# [SELECTED TEXT]

★ ★ ★

Bill Gross: Devil’s Bargain
Bill Gross is at it again. The bond king who has taken a populist turn is out with another monthly investment commentary that features a negative view of Wall Street (God’s work) and Federal Reserve monetary policy. I want to hone in on the Fed piece.
In a piece entitled, "Devil’s Bargain", Gross makes the following points:
- Money has become the economic and political wedge for profound changes in American society.
- Perhaps the most deceptive policy tool to lessen debt loads is the “negative” or exceedingly low real interest rate that central banks impose on savers and debt holders.
- Old-fashioned gilts and Treasury bonds may need to be “exorcised” from model portfolios and replaced with more attractive alternatives both from a risk and a reward standpoint.
Central bankers have lowered the cost of money for 30 years now, legitimately following global disinflationary forces downward, but also validating increased leverage via lower real interest rates. Today’s rock-bottom yields, however, have less to do with disinflation and more to do with providing fuel for an asset-based economy that promotes unsustainable wealth creation and a false confidence in perpetual capital gains. Real 10-year interest rates fell from over 5% in the early 1980s to just under 1% in recent months and have arguably been responsible for 3,000–4,000 Dow points and 2–3% annual appreciation in bonds over those three decades.

★ ★ ★

# [STORED DATA]
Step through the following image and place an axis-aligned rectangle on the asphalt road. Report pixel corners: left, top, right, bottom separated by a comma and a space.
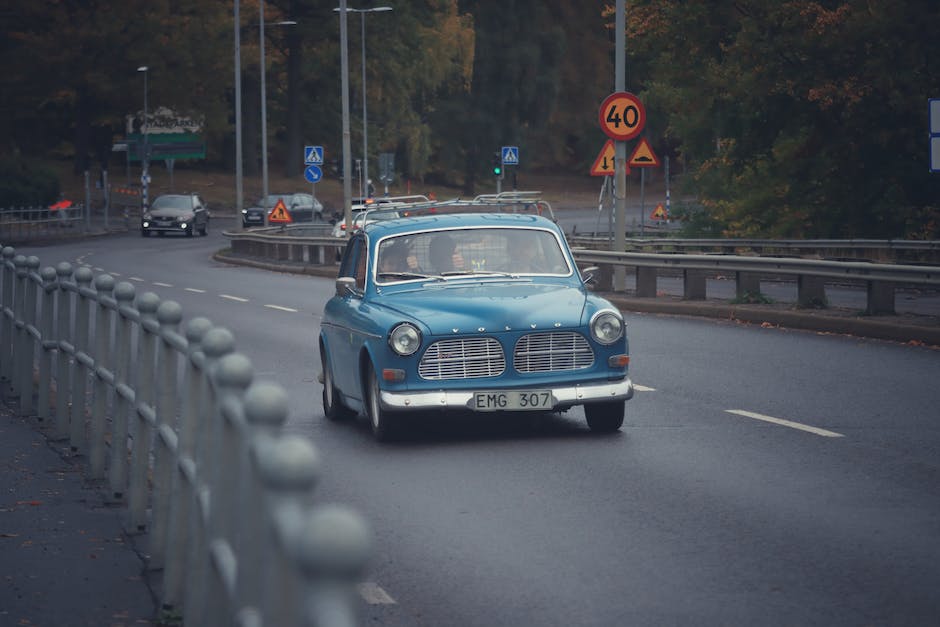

★ ★ ★

# [GOAL]
Transcribe verbatim the portion of the text on Bill Gross, starting at "Bill Gross: Devil’s" and ending at "the Fed piece.".

# [ANSWER TO THIS TASK]
Bill Gross: Devil’s Bargain
Bill Gross is at it again. The bond king who has taken a populist turn is out with another monthly investment commentary that features a negative view of Wall Street (God’s work) and Federal Reserve monetary policy. I want to hone in on the Fed piece.